# What the task asks:
Can you copy out, word for word, the part of the records below that opens with the line containing "of the gravel" and closes with the line containing "[[449, 84]]", including both of those lines?

(Stored records)
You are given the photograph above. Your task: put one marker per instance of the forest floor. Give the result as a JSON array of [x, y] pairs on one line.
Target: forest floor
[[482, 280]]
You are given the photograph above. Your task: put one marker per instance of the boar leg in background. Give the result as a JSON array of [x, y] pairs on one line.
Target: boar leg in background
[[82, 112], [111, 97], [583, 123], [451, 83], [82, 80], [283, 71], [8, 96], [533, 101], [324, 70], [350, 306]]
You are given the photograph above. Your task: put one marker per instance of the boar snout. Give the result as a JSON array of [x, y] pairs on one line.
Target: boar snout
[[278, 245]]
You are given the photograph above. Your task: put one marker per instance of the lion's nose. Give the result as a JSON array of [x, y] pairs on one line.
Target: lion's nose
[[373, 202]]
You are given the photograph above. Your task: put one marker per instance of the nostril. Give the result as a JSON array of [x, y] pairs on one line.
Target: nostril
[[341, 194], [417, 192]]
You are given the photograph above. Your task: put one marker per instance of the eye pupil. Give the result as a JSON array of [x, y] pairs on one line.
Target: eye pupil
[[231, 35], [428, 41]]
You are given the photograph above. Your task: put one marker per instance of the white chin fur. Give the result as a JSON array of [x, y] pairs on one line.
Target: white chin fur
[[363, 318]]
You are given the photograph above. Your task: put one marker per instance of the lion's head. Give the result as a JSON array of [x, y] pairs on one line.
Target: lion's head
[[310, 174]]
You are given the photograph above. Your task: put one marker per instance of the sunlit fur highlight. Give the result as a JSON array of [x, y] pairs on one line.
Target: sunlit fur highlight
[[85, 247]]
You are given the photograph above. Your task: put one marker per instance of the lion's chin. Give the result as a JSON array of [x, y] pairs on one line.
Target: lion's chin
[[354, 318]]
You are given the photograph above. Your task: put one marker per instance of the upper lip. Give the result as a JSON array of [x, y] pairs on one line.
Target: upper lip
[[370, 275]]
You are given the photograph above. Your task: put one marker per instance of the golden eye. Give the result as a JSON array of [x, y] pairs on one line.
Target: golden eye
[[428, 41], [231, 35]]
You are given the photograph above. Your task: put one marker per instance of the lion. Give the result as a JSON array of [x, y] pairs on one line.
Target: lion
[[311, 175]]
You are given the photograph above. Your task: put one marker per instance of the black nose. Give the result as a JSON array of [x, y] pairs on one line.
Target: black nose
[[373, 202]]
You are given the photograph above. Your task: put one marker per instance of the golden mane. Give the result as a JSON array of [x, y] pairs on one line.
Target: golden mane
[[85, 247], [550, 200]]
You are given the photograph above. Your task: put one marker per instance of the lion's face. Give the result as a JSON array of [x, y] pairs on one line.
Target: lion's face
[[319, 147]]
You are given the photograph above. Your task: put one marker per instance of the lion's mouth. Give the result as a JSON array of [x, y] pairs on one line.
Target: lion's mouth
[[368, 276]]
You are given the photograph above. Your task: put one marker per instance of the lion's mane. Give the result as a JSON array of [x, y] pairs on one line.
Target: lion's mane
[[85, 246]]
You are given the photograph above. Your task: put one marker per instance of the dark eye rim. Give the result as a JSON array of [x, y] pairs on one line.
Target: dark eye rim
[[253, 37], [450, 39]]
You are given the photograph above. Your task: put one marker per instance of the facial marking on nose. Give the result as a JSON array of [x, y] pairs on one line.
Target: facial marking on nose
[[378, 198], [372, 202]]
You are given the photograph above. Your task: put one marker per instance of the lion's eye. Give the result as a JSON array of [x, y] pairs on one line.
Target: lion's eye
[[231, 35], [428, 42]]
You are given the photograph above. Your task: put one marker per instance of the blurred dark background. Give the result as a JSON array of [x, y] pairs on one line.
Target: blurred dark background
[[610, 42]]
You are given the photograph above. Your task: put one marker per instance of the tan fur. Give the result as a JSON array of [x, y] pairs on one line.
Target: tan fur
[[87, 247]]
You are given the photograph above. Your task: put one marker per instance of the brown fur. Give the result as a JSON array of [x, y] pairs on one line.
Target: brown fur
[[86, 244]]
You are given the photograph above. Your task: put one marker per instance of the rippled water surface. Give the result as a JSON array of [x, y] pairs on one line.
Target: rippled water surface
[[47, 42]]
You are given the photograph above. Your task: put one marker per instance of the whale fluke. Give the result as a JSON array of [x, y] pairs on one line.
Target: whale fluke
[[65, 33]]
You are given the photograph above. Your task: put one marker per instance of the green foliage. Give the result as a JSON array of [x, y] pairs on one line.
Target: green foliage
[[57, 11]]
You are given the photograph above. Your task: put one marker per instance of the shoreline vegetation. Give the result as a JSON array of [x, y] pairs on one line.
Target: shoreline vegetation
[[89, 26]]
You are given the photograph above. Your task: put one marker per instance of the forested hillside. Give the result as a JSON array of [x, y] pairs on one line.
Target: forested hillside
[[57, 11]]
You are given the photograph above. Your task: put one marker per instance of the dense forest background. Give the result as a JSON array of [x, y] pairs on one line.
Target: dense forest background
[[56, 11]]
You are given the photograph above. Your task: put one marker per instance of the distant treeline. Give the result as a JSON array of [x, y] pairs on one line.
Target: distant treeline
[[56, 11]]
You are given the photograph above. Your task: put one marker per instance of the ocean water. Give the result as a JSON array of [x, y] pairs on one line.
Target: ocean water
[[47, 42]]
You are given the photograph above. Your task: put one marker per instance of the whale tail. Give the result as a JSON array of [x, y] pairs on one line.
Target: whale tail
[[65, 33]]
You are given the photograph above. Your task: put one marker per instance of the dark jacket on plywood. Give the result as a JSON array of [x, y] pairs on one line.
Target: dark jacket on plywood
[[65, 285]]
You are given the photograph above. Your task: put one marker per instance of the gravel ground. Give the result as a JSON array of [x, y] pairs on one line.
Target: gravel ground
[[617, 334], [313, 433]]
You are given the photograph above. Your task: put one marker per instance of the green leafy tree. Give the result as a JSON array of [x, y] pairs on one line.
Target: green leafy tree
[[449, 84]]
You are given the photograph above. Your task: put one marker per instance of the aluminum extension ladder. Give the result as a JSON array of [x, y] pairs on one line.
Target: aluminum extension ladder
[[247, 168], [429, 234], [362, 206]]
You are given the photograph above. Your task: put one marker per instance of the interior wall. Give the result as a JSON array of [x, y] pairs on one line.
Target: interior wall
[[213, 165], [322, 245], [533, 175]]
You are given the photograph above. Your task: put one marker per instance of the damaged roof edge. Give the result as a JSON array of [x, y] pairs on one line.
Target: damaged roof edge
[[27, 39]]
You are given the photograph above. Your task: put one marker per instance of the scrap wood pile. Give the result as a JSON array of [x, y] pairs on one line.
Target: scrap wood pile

# Task answer:
You are given the photograph above. Your task: put one marker per instance of the gravel ground. Give the result as a JSON array of [x, y] pairs on one line.
Target: gravel ground
[[617, 334], [313, 433]]
You are given the photograph above. Your task: put one marker per instance of the green leafy tree. Give the result as a JSON array of [x, y] pairs on one line.
Target: green leafy tree
[[449, 84]]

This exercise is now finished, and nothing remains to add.